* The problem
Report every line of the records that contains the word "rough", copying each line in full. Case counts.

* Source data

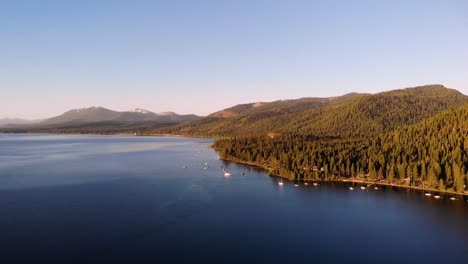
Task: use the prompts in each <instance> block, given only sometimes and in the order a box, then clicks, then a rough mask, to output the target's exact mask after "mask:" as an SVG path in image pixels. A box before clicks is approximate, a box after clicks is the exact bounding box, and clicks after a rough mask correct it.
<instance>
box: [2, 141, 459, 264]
mask: <svg viewBox="0 0 468 264" xmlns="http://www.w3.org/2000/svg"><path fill="white" fill-rule="evenodd" d="M211 142H212V141H211V140H210V139H191V138H162V137H161V138H158V137H125V136H68V135H4V134H3V135H2V134H0V258H1V259H2V260H9V261H10V262H11V261H12V260H25V259H28V258H32V259H34V260H36V261H39V260H48V261H53V260H58V261H70V260H74V261H96V262H97V261H101V262H102V261H106V262H107V261H122V260H125V261H153V263H156V262H157V261H164V262H159V263H166V262H172V263H173V262H184V263H185V262H188V261H190V262H194V263H198V262H199V261H210V262H214V261H216V262H219V263H226V262H244V263H260V261H261V262H265V263H272V262H276V263H278V262H281V263H299V262H300V263H344V262H346V263H362V262H372V263H401V262H403V263H408V262H413V263H451V262H453V263H462V262H464V261H466V260H467V259H468V203H467V202H466V201H463V200H458V201H450V200H449V199H447V198H446V199H443V200H435V199H434V198H427V197H425V196H424V195H422V194H421V193H414V192H407V191H392V190H386V191H384V190H381V191H375V190H367V191H362V190H355V191H349V190H348V189H347V188H346V186H345V185H340V184H322V185H321V186H319V187H318V188H317V187H313V186H303V185H301V186H299V187H294V185H293V184H291V183H285V184H284V186H283V187H280V186H278V184H277V179H274V178H271V177H269V176H267V175H266V173H265V172H263V171H261V170H258V169H254V168H249V167H246V166H242V165H236V164H232V163H230V164H224V163H223V162H221V161H219V159H218V156H217V155H216V153H215V152H214V151H213V150H212V149H210V148H209V146H210V144H211ZM205 163H206V164H207V165H205ZM221 165H224V166H227V168H228V170H229V171H230V172H231V173H232V176H230V177H225V176H224V175H223V173H222V171H221V170H220V166H221ZM185 166H186V167H187V168H184V167H185ZM242 172H244V173H245V175H242ZM3 263H7V262H3Z"/></svg>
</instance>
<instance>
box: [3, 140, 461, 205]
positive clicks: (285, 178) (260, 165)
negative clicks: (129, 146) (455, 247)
mask: <svg viewBox="0 0 468 264" xmlns="http://www.w3.org/2000/svg"><path fill="white" fill-rule="evenodd" d="M0 134H49V135H95V136H132V137H179V138H206V139H213V140H216V139H218V138H217V137H206V136H205V137H203V136H195V135H179V134H140V135H138V134H137V135H135V134H134V133H114V134H104V133H54V132H49V133H48V132H19V133H15V132H10V133H9V132H1V131H0ZM210 147H211V148H212V149H214V150H215V151H218V150H219V149H216V148H214V147H213V146H210ZM218 156H219V154H218ZM219 159H220V160H223V161H227V162H233V163H237V164H242V165H248V166H253V167H256V168H260V169H262V170H264V171H265V172H267V175H268V176H270V177H279V178H282V179H286V180H288V181H291V182H294V180H290V179H289V177H287V176H284V175H276V174H270V170H269V168H267V167H265V166H262V165H261V164H257V163H255V162H248V161H243V160H239V159H232V158H231V159H222V158H221V157H219ZM295 181H298V182H338V183H353V184H354V183H361V184H366V185H367V186H366V187H370V186H372V185H380V186H389V187H395V188H400V189H410V190H418V191H424V192H430V193H439V194H451V195H458V196H463V197H468V193H458V192H451V191H441V190H435V189H427V188H422V187H418V186H406V185H402V184H397V183H390V182H385V181H384V182H382V180H380V181H368V180H364V179H356V178H336V179H329V180H322V179H301V180H295Z"/></svg>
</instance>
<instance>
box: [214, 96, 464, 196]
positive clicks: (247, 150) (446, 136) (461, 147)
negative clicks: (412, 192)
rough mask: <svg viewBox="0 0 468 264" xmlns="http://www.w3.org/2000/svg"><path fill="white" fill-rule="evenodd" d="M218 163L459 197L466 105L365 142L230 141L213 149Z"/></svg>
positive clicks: (215, 146) (223, 140)
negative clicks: (402, 187)
mask: <svg viewBox="0 0 468 264" xmlns="http://www.w3.org/2000/svg"><path fill="white" fill-rule="evenodd" d="M214 147H215V148H217V149H218V150H219V152H220V155H221V157H222V158H224V159H231V160H238V161H247V162H252V163H255V164H259V165H261V166H263V167H266V168H268V169H269V170H270V172H271V173H273V174H277V175H284V176H288V177H289V178H291V179H336V178H341V177H362V178H366V179H373V180H378V179H381V180H382V179H383V180H385V181H386V182H390V183H398V184H404V185H408V186H418V187H424V188H428V189H434V190H443V191H445V190H448V191H456V192H463V191H464V185H465V184H466V180H467V179H466V177H467V168H468V104H465V105H464V106H462V107H459V108H456V109H450V110H448V111H445V112H443V113H441V114H438V115H436V116H434V117H432V118H429V119H426V120H424V121H422V122H420V123H418V124H415V125H409V126H402V127H400V128H397V129H395V130H394V131H392V132H387V133H383V134H380V135H378V136H375V137H371V138H359V139H351V138H348V139H328V140H324V139H319V138H317V137H314V136H310V135H301V134H284V135H280V136H276V137H271V136H270V137H268V136H259V137H235V138H230V139H220V140H217V141H216V142H215V144H214Z"/></svg>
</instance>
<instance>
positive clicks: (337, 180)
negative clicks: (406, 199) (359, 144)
mask: <svg viewBox="0 0 468 264" xmlns="http://www.w3.org/2000/svg"><path fill="white" fill-rule="evenodd" d="M220 160H223V161H227V162H233V163H237V164H242V165H248V166H253V167H256V168H260V169H262V170H264V171H266V172H267V174H268V176H270V177H278V178H282V179H286V180H288V181H290V182H295V181H297V182H321V183H324V182H325V183H326V182H338V183H361V184H366V185H367V186H366V188H367V187H370V186H372V185H379V186H388V187H395V188H399V189H409V190H417V191H422V192H429V193H439V194H447V195H448V194H450V195H455V196H463V197H468V193H458V192H451V191H441V190H434V189H427V188H421V187H417V186H406V185H401V184H395V183H390V182H382V181H380V182H379V181H367V180H364V179H356V178H342V179H330V180H322V179H301V180H290V179H289V178H288V177H287V176H284V175H276V174H270V172H269V169H268V168H266V167H264V166H262V165H260V164H256V163H254V162H248V161H242V160H235V159H222V158H220Z"/></svg>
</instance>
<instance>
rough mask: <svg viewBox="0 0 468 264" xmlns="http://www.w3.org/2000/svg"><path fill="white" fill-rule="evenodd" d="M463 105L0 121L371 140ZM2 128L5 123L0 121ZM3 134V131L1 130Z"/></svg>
mask: <svg viewBox="0 0 468 264" xmlns="http://www.w3.org/2000/svg"><path fill="white" fill-rule="evenodd" d="M466 103H468V96H466V95H464V94H462V93H460V92H458V91H456V90H453V89H449V88H446V87H444V86H443V85H426V86H419V87H412V88H406V89H397V90H392V91H388V92H382V93H377V94H364V93H350V94H346V95H343V96H338V97H329V98H301V99H295V100H279V101H273V102H254V103H249V104H241V105H236V106H233V107H230V108H226V109H223V110H220V111H217V112H215V113H212V114H210V115H208V116H206V117H199V116H196V115H178V114H176V113H173V112H163V113H153V112H151V111H148V110H145V109H141V108H136V109H132V110H129V111H123V112H118V111H113V110H110V109H106V108H103V107H90V108H82V109H74V110H70V111H67V112H65V113H63V114H62V115H59V116H56V117H52V118H48V119H45V120H42V121H40V122H35V123H28V122H24V123H21V122H20V121H17V122H12V121H10V122H6V123H10V124H13V125H9V128H11V129H10V130H7V132H51V133H54V132H59V133H98V134H100V133H104V134H107V133H109V134H112V133H138V134H178V135H188V136H208V137H233V136H237V137H246V136H261V135H272V136H274V135H281V134H286V135H287V134H296V135H297V134H300V135H309V136H312V137H314V138H324V139H326V138H350V137H352V138H357V137H372V136H375V135H379V134H381V133H385V132H389V131H392V130H394V129H396V128H397V127H399V126H403V125H411V124H416V123H418V122H420V121H423V120H425V119H427V118H430V117H432V116H434V115H436V114H438V113H440V112H442V111H445V110H448V109H450V108H453V107H458V106H461V105H463V104H466ZM4 124H5V122H4ZM3 130H5V129H3Z"/></svg>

* Answer area
Task: use the prompts in each <instance> block, given only sometimes and in the order a box, then clicks, then a rough mask, to output the target's exact mask after "mask:" as an SVG path in image pixels. A box before clicks is approximate, a box after clicks is the exact bounding box, and clicks after a rough mask correct it.
rough mask: <svg viewBox="0 0 468 264" xmlns="http://www.w3.org/2000/svg"><path fill="white" fill-rule="evenodd" d="M218 163L459 197L466 105L365 142L230 141L213 149Z"/></svg>
rough mask: <svg viewBox="0 0 468 264" xmlns="http://www.w3.org/2000/svg"><path fill="white" fill-rule="evenodd" d="M463 105L0 121L371 140ZM2 128L5 123L0 121ZM3 134V131L1 130Z"/></svg>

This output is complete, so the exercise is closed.